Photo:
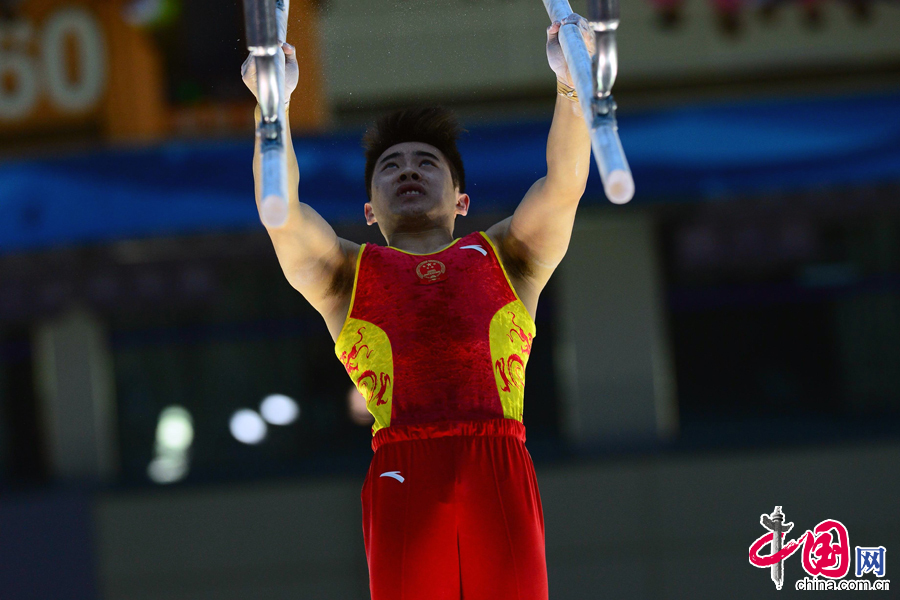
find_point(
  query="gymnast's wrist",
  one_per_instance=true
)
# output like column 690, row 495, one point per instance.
column 567, row 91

> _Task to carry out_
Rewrite the listing above, swapping "wrist" for "elbow" and keeping everything else the same. Leave the pictures out.

> _Answer to the exercise_
Photo:
find_point(
  query="gymnast's elbow",
  one_per_instance=true
)
# output like column 690, row 495, one point per instance.
column 567, row 91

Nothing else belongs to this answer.